§ **УСЛОВИЕ ЗАДАНИЯ**
Повторите без изменений часть текста об о. Александре и Поле Леото: всё от слов «Но здесь и возникает» и вплоть до слов «однажды это имя.».

§ **ТЕКСТ ДЛЯ ЧТЕНИЯ**
Но здесь и возникает тот самый вопрос, насколько в этом эсхатологизме нашли отражения особенности личности самого о. Александра, возможно, в свою очередь, укрепившиеся и развившиеся под влиянием всемирно-исторических событий, сопровождающих русскую трагедию. Ответ на него мы находим всё в тех же «Дневниках». По записям можно заметить, насколько о. Александр был увлечён чтением «Литературного дневника» французского писателя и театрального критика Поля Леото (1872—1956 г.), ссылки на это имя мы можем найти во всей книге, буквально с первой и почти до последней страницы. Вот в связи с какой мыслью упоминается однажды это имя.
«Leautand: человек, рассказывающий изо дня в день свою жизнь, говорящий только правду о себе. И вот он становится другом. Это не означает ни согласия, ни единомыслия. Это что-то совсем другое, по-своему таинственное: полюбить человека не за что-то иное, как только за него самого. Он пишет так, что становится жаль: вот не было “меня” в его жизни. Но что меня не было в жизни Гегеля или Канта, это мне решительно безразлично. Дар жизни, по-видимому, обратно пропорционален дару идей»[4].
Сказано (о себе) очень точно и сильно, но поэтому сказанное и выдаёт о. Александра в данном моменте, что называется, «с головой». Да, конечно, становится яснее, кто может быть твоим другом, если ты указываешь на того, кто является твоим не другом (ещё совсем не обязательно недругом). Отрицание играет здесь свою продуктивную роль. Но почему в качестве таких не друзей выбраны гении философии Гегель и Кант, почему именно мыслители такого масштаба и мировой значимости? Ведь можно было выбрать фигуры и поскромнее, соизмеримые с тем же Леото. Да и по времени далековато, а время здесь как раз значимо. Ведь, так или иначе, жизнь русского человека в лице о. Александра — жизнь даже не на излёте, а после конца России. А если брать времена её исторического бытия, да ещё, можно сказать, счастливые времена? Ведь молодой Карамзин, тоже знаковая фигура, как раз очень хотел, чтобы в его жизни был Кант, стремился встретиться с ним. А Герцен (здесь он вполне может быть упомянут) не представлял себе, как можно считать себя современным человеком без знакомства с трудами Гегеля, и уж, конечно, не отказался бы от встречи.

§ **ИСХОДНЫЕ ДАННЫЕ**
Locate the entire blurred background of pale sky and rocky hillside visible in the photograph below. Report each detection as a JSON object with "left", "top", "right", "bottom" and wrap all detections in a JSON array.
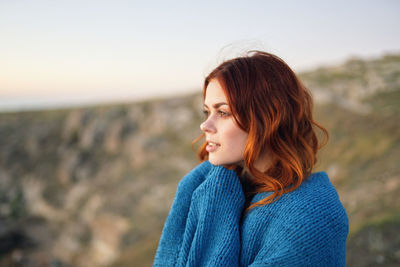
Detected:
[{"left": 0, "top": 0, "right": 400, "bottom": 266}]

§ **ОТВЕТ НА ЗАДАНИЕ**
Но здесь и возникает тот самый вопрос, насколько в этом эсхатологизме нашли отражения особенности личности самого о. Александра, возможно, в свою очередь, укрепившиеся и развившиеся под влиянием всемирно-исторических событий, сопровождающих русскую трагедию. Ответ на него мы находим всё в тех же «Дневниках». По записям можно заметить, насколько о. Александр был увлечён чтением «Литературного дневника» французского писателя и театрального критика Поля Леото (1872—1956 г.), ссылки на это имя мы можем найти во всей книге, буквально с первой и почти до последней страницы. Вот в связи с какой мыслью упоминается однажды это имя.